(Annotated coordinate records)
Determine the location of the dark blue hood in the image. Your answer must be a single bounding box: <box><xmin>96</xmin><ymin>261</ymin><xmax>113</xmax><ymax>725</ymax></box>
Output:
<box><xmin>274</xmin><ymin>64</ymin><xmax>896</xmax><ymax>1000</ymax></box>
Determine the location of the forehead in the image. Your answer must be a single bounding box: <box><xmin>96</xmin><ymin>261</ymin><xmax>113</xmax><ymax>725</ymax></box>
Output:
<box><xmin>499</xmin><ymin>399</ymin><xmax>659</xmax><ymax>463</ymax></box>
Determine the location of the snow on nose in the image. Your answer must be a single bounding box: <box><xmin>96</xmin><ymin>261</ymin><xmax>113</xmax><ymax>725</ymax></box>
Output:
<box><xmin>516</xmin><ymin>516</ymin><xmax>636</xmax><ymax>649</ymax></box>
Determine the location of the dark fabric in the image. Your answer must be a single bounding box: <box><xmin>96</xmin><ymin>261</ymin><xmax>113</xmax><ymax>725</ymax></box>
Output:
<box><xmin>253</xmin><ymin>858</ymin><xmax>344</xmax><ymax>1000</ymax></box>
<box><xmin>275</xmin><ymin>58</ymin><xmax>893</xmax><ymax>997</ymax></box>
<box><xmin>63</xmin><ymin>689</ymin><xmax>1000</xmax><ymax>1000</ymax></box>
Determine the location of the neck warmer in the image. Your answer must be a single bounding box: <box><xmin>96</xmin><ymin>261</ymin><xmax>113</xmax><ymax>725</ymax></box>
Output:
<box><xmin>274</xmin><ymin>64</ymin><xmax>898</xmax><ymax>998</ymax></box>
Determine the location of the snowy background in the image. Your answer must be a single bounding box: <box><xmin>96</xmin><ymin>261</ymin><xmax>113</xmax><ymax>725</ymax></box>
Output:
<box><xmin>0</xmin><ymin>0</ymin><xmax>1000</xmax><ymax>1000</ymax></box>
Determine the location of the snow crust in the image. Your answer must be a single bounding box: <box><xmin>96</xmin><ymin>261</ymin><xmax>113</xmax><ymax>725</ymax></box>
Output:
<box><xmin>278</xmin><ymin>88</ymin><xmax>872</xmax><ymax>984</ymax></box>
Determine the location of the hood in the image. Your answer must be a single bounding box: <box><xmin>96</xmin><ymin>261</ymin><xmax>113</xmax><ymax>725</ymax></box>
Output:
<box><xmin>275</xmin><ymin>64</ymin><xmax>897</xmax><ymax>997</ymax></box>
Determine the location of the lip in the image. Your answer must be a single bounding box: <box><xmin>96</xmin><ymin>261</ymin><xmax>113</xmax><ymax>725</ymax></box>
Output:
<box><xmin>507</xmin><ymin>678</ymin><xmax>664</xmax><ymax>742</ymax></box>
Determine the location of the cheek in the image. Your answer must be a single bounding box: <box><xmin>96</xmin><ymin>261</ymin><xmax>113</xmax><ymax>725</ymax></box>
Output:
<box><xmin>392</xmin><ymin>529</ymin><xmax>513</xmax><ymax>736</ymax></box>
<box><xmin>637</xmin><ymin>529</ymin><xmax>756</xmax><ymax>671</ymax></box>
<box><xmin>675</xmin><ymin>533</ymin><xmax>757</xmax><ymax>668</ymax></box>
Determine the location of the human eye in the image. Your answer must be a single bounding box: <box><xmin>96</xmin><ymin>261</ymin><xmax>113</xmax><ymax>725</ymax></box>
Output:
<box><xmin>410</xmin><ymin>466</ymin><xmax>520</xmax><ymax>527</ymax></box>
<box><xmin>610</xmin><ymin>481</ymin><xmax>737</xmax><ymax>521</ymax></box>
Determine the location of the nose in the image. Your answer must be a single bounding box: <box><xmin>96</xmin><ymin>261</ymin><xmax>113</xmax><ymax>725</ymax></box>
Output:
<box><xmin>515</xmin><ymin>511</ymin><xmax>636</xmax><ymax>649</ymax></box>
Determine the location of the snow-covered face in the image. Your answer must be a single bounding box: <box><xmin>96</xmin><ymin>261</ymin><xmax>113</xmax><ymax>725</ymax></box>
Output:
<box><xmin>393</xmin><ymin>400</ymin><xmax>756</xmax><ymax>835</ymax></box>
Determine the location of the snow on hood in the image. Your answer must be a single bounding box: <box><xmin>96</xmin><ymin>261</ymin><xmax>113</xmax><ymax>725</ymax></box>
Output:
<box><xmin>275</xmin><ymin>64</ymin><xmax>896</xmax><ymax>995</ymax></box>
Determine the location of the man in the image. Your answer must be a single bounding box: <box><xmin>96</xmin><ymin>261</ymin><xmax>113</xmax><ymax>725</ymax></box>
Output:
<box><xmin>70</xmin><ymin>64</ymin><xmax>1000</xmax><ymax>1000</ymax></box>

— Challenge —
Show each line above that contains the word "dark".

— Answer to this task —
Determine the location of the dark blue hood in the image. Your answer must be a single bounding box: <box><xmin>96</xmin><ymin>261</ymin><xmax>113</xmax><ymax>725</ymax></box>
Determine the location of the dark fabric in the image. Your answer must be a single bounding box: <box><xmin>96</xmin><ymin>261</ymin><xmax>113</xmax><ymax>725</ymax></box>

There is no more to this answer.